| WORK REQUIRED |
Reproduce the records word for word, from the line with "# test: locate the white wall" through the end of the records.

| INPUT FOR THIS TASK |
━━━━━━━━
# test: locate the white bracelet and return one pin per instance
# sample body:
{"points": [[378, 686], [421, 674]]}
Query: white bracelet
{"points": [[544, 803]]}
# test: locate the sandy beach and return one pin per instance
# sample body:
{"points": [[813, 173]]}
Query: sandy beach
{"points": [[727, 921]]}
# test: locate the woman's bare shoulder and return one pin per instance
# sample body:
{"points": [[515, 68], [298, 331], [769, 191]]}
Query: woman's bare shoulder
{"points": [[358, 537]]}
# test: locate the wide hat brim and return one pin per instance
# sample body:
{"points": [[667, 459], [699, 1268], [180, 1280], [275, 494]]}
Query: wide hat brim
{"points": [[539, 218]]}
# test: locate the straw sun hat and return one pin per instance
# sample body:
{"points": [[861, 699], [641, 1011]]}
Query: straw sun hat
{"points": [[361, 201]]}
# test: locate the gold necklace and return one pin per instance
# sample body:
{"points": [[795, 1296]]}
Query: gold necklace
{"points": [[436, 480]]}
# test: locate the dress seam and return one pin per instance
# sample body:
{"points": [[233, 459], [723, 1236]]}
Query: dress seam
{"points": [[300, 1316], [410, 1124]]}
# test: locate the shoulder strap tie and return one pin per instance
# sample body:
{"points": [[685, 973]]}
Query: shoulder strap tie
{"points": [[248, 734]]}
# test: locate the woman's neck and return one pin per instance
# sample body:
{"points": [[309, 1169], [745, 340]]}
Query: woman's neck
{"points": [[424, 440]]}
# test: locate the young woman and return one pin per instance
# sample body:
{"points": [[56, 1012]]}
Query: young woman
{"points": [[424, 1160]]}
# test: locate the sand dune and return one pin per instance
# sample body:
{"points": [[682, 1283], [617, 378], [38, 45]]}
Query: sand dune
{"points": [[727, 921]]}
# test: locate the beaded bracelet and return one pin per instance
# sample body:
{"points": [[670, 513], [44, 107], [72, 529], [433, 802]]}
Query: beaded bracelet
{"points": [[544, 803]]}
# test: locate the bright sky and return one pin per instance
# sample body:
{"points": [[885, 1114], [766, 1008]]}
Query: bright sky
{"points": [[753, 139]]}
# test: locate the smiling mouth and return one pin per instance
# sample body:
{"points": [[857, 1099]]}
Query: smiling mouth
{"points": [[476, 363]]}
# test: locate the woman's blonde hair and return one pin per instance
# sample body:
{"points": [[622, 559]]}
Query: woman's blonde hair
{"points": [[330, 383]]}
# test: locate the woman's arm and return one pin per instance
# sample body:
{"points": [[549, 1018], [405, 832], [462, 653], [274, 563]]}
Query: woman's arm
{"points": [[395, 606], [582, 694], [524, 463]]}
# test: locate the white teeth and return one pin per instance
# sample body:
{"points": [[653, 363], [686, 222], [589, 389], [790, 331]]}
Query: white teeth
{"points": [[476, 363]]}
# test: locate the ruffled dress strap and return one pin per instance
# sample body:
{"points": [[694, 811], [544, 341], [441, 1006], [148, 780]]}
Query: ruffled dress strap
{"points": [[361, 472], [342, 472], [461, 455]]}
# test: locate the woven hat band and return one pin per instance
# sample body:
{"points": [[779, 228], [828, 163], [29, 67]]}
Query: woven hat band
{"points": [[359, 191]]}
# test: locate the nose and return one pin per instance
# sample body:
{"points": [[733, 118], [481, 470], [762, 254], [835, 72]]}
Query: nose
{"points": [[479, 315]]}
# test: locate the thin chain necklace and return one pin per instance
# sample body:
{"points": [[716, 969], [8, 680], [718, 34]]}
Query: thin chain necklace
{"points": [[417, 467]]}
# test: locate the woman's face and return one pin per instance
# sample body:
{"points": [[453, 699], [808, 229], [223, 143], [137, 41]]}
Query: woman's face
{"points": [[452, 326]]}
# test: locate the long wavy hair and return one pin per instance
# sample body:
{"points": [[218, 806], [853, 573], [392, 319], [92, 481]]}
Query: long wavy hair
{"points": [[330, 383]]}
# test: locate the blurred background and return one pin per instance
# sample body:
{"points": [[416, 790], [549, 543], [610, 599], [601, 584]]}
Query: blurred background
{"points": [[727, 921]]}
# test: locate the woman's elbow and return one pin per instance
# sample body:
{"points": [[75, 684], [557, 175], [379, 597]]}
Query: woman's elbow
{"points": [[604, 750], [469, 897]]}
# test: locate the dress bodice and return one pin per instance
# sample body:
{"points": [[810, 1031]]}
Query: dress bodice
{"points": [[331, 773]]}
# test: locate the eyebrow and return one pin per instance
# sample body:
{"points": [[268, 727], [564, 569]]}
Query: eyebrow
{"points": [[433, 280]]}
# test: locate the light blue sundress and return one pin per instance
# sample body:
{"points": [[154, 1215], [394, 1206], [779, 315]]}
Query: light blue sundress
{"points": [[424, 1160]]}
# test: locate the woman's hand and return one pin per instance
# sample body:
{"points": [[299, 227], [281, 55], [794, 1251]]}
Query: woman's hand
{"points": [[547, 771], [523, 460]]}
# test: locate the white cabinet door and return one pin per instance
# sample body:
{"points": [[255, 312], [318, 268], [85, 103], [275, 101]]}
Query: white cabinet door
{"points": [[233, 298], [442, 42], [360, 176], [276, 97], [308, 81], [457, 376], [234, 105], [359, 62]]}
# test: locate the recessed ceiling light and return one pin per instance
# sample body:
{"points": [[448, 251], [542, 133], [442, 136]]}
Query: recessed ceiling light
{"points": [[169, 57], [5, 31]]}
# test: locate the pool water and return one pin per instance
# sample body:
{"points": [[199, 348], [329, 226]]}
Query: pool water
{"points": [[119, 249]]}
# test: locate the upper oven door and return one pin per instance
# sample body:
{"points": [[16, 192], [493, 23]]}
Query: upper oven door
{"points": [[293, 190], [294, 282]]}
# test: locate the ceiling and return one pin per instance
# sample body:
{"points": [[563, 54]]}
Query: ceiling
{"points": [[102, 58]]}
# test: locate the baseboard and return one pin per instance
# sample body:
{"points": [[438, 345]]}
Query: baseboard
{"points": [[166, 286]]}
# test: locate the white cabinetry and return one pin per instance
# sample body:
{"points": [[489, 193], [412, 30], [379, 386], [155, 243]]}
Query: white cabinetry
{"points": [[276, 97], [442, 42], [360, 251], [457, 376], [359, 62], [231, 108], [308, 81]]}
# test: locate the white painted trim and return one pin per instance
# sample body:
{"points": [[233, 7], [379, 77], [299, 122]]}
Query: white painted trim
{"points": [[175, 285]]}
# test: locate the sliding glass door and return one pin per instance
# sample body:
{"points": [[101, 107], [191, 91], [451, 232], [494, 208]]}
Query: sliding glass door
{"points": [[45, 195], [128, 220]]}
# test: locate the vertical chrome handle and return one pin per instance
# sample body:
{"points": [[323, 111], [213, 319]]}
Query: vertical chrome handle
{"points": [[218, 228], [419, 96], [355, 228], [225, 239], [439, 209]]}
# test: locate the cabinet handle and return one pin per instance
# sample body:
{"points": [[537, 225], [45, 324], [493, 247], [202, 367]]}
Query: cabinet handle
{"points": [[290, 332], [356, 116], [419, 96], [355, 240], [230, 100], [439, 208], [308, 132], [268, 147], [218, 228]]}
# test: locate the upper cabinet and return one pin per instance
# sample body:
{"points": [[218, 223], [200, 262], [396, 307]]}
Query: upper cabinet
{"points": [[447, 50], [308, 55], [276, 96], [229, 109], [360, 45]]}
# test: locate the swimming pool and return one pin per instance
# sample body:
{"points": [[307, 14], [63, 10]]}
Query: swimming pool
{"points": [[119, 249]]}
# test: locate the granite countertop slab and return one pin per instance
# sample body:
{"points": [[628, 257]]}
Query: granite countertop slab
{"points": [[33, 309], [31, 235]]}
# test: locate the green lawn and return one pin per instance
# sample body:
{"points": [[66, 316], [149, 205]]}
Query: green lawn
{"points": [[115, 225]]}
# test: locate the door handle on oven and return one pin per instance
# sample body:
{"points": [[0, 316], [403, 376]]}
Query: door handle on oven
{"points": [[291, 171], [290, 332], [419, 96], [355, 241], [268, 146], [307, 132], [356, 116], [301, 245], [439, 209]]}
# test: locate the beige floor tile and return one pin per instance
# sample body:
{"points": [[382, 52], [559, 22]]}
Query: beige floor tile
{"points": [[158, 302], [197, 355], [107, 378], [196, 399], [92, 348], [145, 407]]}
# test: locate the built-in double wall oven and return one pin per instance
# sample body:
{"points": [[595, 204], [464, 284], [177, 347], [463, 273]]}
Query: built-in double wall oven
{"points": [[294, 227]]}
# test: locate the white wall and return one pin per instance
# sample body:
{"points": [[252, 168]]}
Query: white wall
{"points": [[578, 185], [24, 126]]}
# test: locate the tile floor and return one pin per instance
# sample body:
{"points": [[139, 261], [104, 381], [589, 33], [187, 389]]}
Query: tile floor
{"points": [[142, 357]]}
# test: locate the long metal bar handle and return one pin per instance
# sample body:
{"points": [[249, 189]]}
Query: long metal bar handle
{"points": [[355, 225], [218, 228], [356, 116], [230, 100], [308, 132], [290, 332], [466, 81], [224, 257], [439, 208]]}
━━━━━━━━
| COMPLETE RESPONSE |
# test: locate the white wall and return one pin per instance
# sample body:
{"points": [[252, 168]]}
Query: white wall
{"points": [[578, 185], [24, 126]]}
# test: locate the tile floor and return one pin per instance
# sample body:
{"points": [[139, 261], [104, 381], [589, 33], [187, 389]]}
Query: tile floor
{"points": [[142, 357]]}
# test: locate the long metal bar handle and return one pin per instance
# sample body:
{"points": [[249, 189]]}
Query: long metal bar handle
{"points": [[355, 225], [218, 228], [356, 116], [230, 100], [308, 132], [290, 332], [466, 81], [224, 257], [439, 208]]}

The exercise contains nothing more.